▶ _Daten zur Objekterkennung_
┏━━

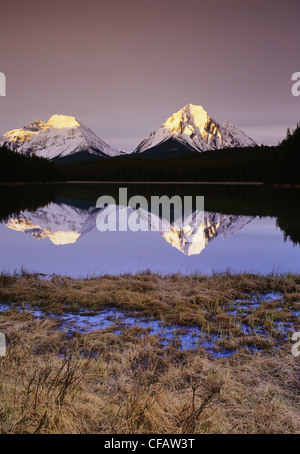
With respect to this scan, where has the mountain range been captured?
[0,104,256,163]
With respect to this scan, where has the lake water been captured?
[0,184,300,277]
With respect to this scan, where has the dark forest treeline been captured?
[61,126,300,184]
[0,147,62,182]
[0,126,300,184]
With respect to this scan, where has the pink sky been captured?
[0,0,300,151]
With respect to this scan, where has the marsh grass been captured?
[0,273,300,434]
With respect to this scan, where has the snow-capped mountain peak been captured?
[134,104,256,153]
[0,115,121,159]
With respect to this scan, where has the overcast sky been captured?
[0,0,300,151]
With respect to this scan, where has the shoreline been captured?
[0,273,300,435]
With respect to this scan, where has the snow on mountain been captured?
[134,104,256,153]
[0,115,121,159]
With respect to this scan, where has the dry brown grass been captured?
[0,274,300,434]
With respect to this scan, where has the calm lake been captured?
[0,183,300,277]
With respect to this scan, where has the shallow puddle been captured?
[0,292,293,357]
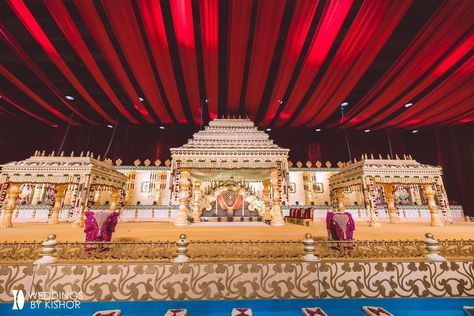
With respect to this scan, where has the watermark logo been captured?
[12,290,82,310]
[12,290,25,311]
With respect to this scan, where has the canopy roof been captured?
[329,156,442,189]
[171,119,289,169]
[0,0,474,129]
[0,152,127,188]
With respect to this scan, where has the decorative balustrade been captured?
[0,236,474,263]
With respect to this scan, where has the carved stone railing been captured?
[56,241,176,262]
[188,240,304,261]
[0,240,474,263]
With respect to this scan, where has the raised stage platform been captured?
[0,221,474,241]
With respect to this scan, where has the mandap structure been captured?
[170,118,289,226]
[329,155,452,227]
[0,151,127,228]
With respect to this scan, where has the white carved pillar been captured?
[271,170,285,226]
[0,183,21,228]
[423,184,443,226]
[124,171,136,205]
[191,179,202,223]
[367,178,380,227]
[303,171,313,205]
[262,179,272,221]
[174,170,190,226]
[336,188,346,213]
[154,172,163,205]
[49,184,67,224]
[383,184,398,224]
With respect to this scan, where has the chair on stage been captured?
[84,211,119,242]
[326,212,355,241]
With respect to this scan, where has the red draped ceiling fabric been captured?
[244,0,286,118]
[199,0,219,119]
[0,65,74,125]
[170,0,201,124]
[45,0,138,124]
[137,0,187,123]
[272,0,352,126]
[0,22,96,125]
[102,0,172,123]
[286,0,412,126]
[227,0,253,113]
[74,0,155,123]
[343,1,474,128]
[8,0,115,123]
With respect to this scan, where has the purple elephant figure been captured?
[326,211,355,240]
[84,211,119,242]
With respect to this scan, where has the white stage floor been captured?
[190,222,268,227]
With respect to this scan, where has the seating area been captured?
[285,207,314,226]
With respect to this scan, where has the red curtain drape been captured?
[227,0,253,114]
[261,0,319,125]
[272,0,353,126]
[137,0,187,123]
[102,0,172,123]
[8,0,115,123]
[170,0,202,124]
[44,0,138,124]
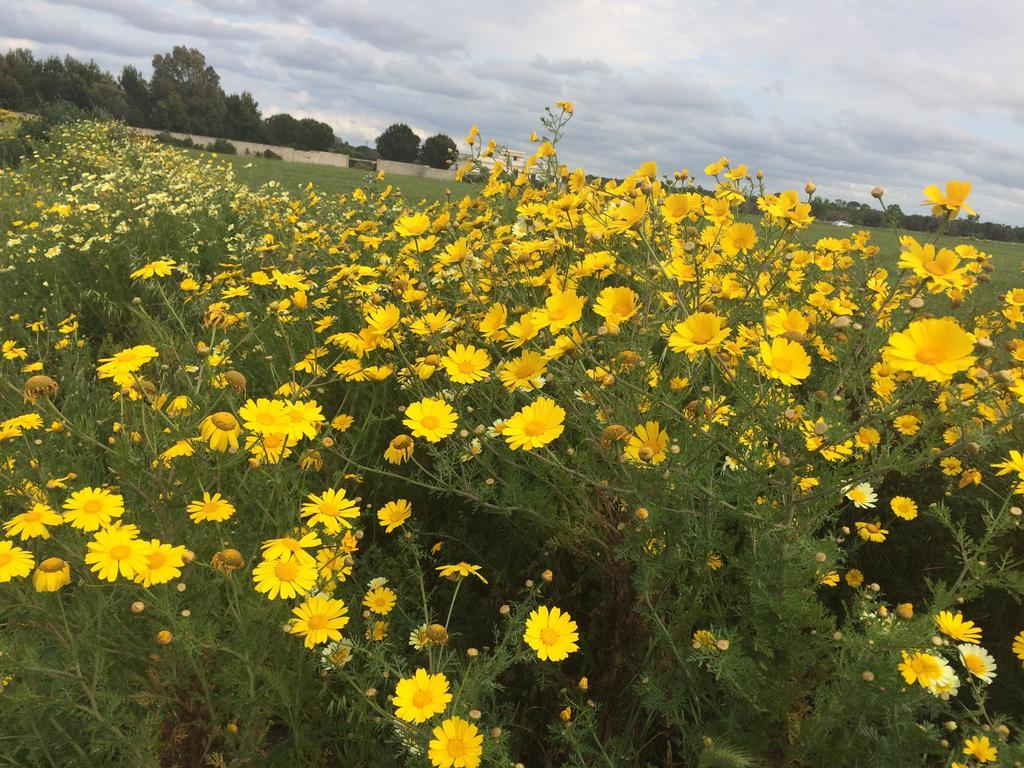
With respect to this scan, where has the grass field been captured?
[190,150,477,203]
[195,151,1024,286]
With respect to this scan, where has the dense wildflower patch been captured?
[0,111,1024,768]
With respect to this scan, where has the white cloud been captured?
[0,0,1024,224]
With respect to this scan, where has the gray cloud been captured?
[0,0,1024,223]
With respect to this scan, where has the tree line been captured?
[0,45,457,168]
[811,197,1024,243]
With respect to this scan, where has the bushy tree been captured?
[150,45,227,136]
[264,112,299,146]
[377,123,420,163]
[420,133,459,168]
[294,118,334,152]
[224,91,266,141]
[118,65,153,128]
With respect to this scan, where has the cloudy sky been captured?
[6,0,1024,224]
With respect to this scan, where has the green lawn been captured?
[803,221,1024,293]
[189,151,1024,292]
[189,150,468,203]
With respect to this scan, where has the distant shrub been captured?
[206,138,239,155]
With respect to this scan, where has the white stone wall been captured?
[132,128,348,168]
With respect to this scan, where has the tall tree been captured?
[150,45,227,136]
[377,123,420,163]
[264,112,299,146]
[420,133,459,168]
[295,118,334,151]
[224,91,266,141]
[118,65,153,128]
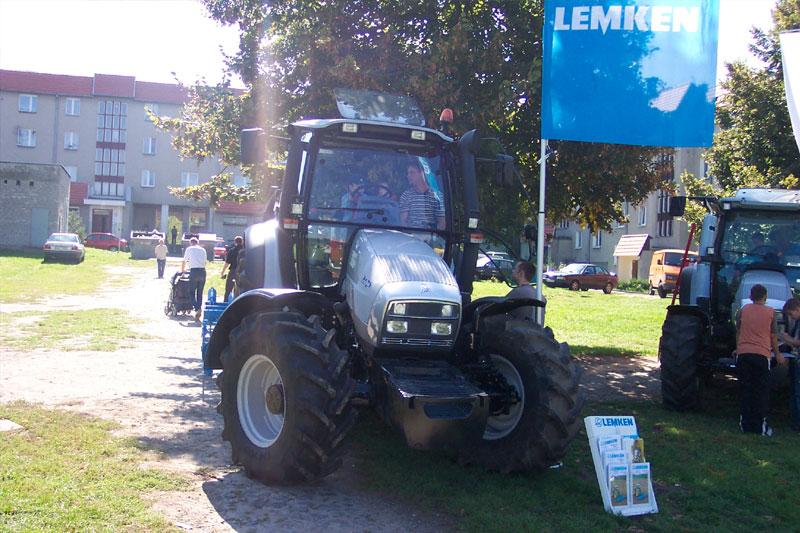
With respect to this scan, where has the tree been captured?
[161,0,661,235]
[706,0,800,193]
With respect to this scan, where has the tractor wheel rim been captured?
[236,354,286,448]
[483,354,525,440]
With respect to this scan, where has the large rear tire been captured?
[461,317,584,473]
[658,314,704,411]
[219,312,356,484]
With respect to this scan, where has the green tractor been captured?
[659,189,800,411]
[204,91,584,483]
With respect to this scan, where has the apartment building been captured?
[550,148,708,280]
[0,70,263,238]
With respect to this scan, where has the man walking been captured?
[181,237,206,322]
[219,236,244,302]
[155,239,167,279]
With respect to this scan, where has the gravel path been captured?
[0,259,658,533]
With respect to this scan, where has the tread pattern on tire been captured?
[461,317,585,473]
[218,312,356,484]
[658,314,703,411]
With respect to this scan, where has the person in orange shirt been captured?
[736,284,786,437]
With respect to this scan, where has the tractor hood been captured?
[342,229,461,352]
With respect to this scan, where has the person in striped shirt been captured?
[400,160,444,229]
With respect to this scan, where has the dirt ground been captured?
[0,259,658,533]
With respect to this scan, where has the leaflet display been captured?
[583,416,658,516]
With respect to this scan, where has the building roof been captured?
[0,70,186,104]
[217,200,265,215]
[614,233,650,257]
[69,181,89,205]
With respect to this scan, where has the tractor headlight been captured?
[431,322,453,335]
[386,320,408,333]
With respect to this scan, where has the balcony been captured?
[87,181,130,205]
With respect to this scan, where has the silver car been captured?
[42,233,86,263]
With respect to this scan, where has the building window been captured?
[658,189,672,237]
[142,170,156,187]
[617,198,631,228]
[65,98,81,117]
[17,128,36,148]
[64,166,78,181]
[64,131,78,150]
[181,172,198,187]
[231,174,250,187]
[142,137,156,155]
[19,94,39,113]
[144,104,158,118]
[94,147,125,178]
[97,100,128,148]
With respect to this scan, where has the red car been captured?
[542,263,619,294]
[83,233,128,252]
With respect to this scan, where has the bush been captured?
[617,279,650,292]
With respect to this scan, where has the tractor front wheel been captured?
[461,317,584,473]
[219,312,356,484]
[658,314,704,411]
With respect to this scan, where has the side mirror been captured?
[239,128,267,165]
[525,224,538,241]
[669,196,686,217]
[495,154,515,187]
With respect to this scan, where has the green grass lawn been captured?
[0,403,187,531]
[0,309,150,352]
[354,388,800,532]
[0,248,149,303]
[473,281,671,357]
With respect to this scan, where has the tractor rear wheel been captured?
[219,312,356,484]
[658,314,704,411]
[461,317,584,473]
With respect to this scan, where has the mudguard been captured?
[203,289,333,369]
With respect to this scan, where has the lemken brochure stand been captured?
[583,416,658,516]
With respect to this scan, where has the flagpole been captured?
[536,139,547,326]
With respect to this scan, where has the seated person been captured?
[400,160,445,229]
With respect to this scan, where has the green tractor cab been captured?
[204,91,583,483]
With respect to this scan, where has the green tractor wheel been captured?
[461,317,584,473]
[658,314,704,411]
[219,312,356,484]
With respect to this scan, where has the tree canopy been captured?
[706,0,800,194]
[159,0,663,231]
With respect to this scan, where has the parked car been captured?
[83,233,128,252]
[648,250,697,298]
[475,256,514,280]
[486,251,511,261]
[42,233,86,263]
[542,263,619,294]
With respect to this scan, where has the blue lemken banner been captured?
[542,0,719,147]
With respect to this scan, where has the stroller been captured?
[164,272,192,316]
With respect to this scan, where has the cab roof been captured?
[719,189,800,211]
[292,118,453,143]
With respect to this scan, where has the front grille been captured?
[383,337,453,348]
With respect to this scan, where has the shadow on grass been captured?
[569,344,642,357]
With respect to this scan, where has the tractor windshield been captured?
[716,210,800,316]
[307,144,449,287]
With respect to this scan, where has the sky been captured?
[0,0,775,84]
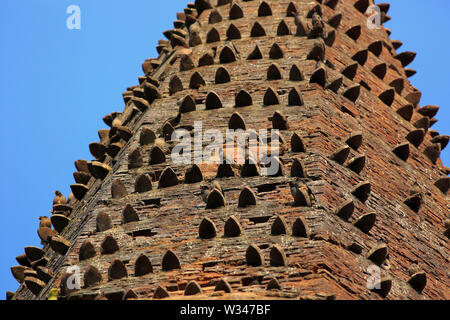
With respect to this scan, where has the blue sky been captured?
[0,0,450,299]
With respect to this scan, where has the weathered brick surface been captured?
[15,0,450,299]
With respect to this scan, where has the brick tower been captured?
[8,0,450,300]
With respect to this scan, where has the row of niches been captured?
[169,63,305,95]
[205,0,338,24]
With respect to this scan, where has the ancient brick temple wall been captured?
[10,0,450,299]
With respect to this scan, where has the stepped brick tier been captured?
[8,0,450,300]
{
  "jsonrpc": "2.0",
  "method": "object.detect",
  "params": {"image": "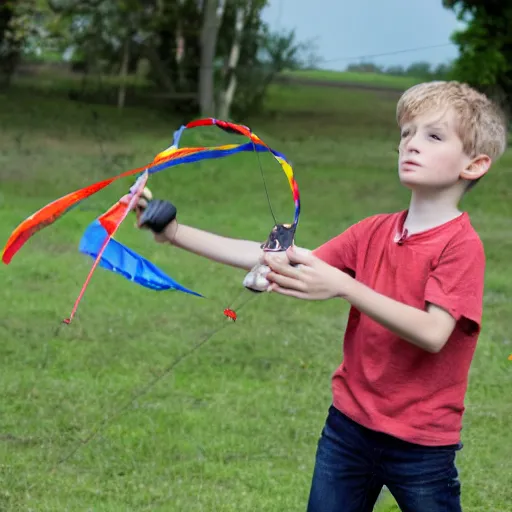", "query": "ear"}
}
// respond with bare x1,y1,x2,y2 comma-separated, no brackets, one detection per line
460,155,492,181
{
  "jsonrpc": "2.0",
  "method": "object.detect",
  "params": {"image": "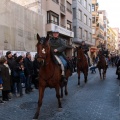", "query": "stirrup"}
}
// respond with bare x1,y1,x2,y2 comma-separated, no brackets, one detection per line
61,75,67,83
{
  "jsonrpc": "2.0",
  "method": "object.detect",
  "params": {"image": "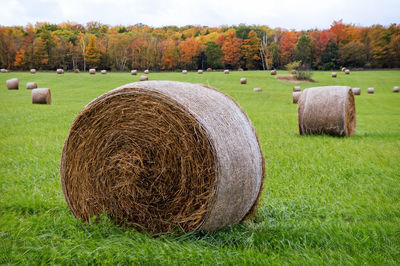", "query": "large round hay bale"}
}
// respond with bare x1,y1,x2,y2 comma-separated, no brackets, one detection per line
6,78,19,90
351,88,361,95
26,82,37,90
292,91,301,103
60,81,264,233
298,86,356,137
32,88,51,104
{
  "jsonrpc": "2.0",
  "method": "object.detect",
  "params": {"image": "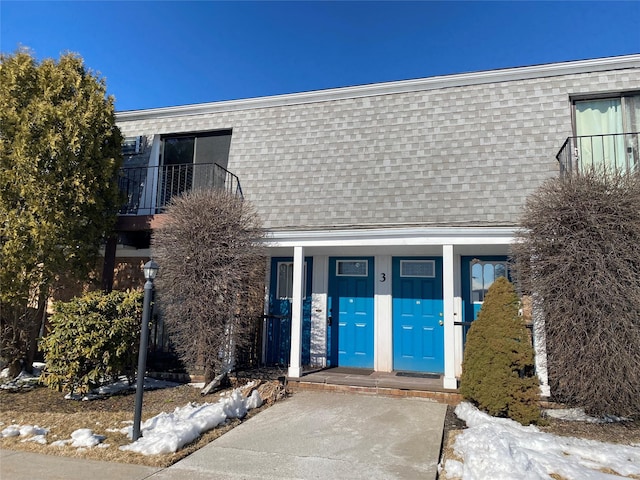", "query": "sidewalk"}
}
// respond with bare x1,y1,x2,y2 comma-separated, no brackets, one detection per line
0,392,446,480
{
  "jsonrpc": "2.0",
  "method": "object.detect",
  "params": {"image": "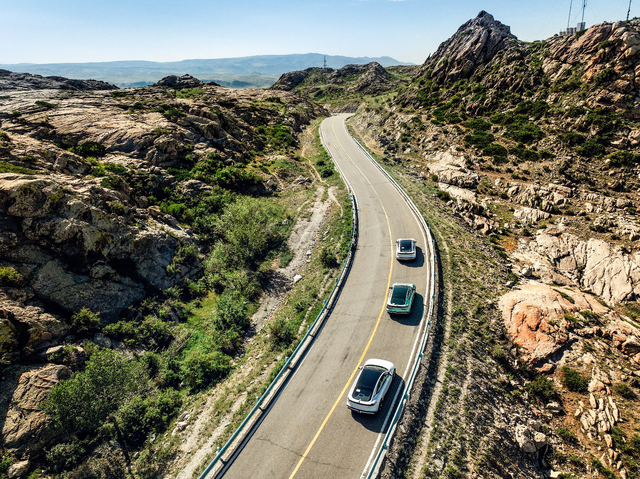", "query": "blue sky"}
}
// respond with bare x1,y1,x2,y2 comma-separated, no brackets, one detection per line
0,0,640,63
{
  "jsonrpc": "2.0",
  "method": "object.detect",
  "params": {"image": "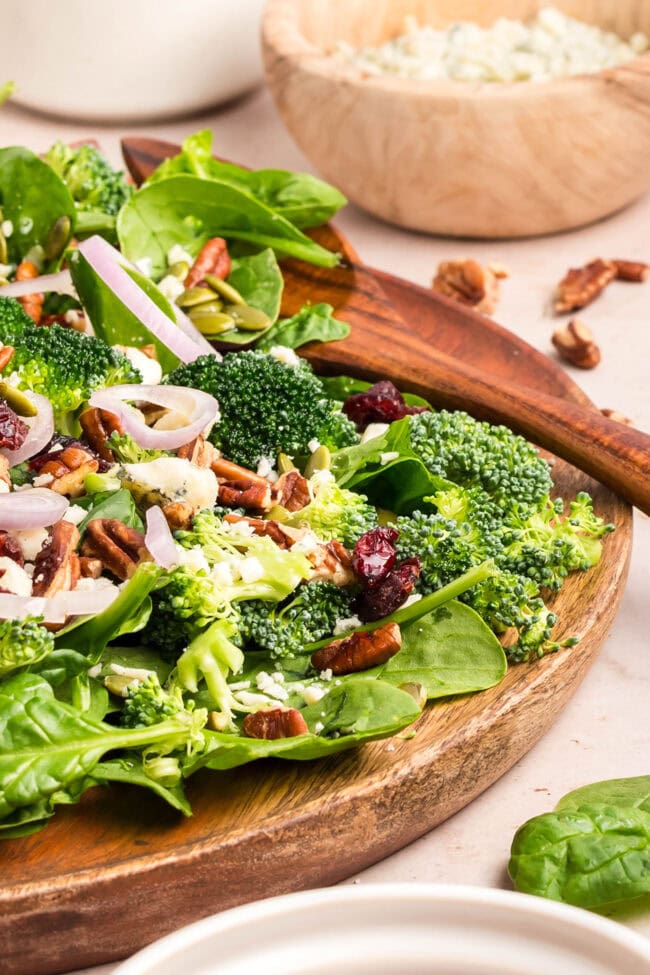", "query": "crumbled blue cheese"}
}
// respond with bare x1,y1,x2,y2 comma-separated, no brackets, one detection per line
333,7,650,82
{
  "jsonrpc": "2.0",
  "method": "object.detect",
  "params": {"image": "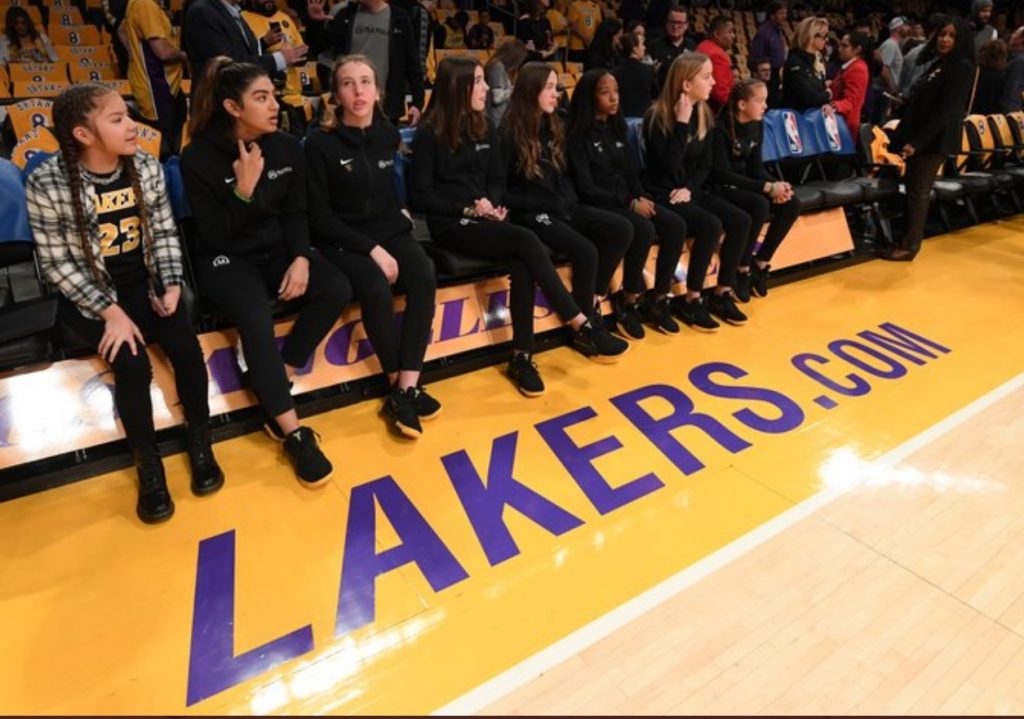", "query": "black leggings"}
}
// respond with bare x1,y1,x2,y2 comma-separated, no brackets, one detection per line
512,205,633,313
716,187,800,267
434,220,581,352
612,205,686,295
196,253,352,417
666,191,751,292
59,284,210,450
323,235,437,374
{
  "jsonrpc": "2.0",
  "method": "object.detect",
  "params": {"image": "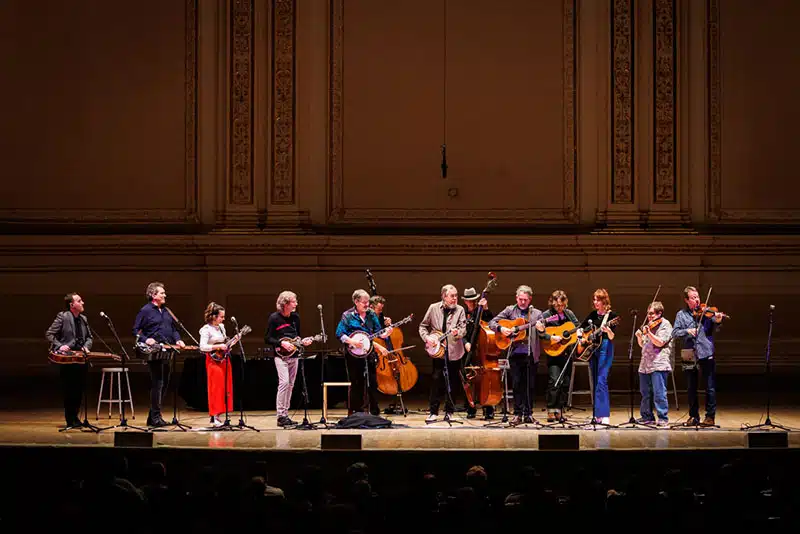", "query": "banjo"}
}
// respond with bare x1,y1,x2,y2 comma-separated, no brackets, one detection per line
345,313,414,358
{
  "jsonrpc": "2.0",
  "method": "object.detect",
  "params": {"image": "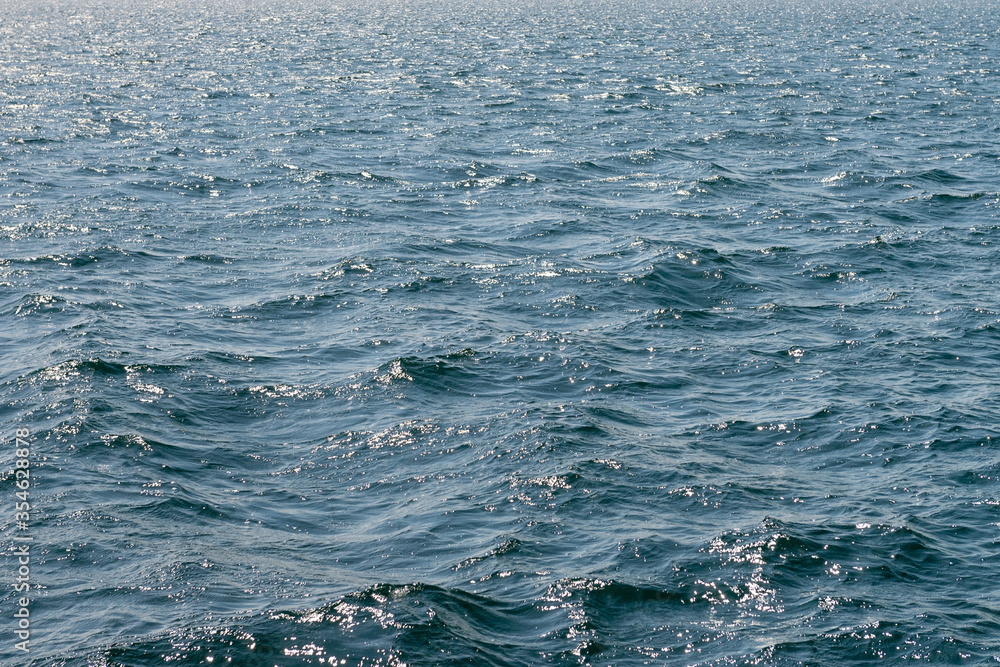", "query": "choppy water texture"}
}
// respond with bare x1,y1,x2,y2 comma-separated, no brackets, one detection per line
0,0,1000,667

┗━━

▶ _Gegebene Aufgabe_
Gib alles vom Anfang der Datensätze bis einschließlich der Zeile mit "[0,151,127,228]" unverändert wieder. Lass dabei die Bilder weg.

▶ _Vollständige Antwort_
With respect to this scan, where has the mountain range been captured?
[0,104,256,163]
With respect to this scan, where has the lake water been captured?
[0,184,300,277]
With respect to this scan, where has the dark forest treeline been captured?
[61,126,300,184]
[0,147,62,182]
[0,126,300,184]
With respect to this scan, where has the pink sky been captured?
[0,0,300,151]
With respect to this scan, where has the marsh grass been captured?
[0,273,300,434]
With respect to this scan, where has the snow-capped mountain peak been captured?
[134,104,256,153]
[0,115,121,159]
With respect to this scan, where has the overcast sky been captured?
[0,0,300,151]
With respect to this scan, where has the shoreline been captured?
[0,273,300,435]
With respect to this scan, where has the snow on mountain been captured?
[134,104,256,153]
[0,115,121,159]
With respect to this scan, where has the dry brown grass been captured?
[0,274,300,434]
With respect to this scan, where has the calm lake been captured?
[0,183,300,277]
With respect to this scan, where has the shallow puddle been captured?
[0,292,293,357]
With respect to this scan, where has the watermark logo been captured?
[12,290,82,310]
[12,290,25,311]
With respect to this scan, where has the canopy roof been captured?
[329,156,442,189]
[171,119,289,169]
[0,0,474,129]
[0,152,127,188]
With respect to this scan, where has the decorative balustrade been captured?
[0,236,474,263]
With respect to this scan, where has the carved stone railing been captured?
[56,241,176,262]
[188,240,304,261]
[0,240,474,263]
With respect to this scan, where has the raised stage platform been captured?
[0,221,474,241]
With respect to this scan, where has the mandap structure been captured?
[170,118,289,226]
[329,155,452,227]
[0,151,127,228]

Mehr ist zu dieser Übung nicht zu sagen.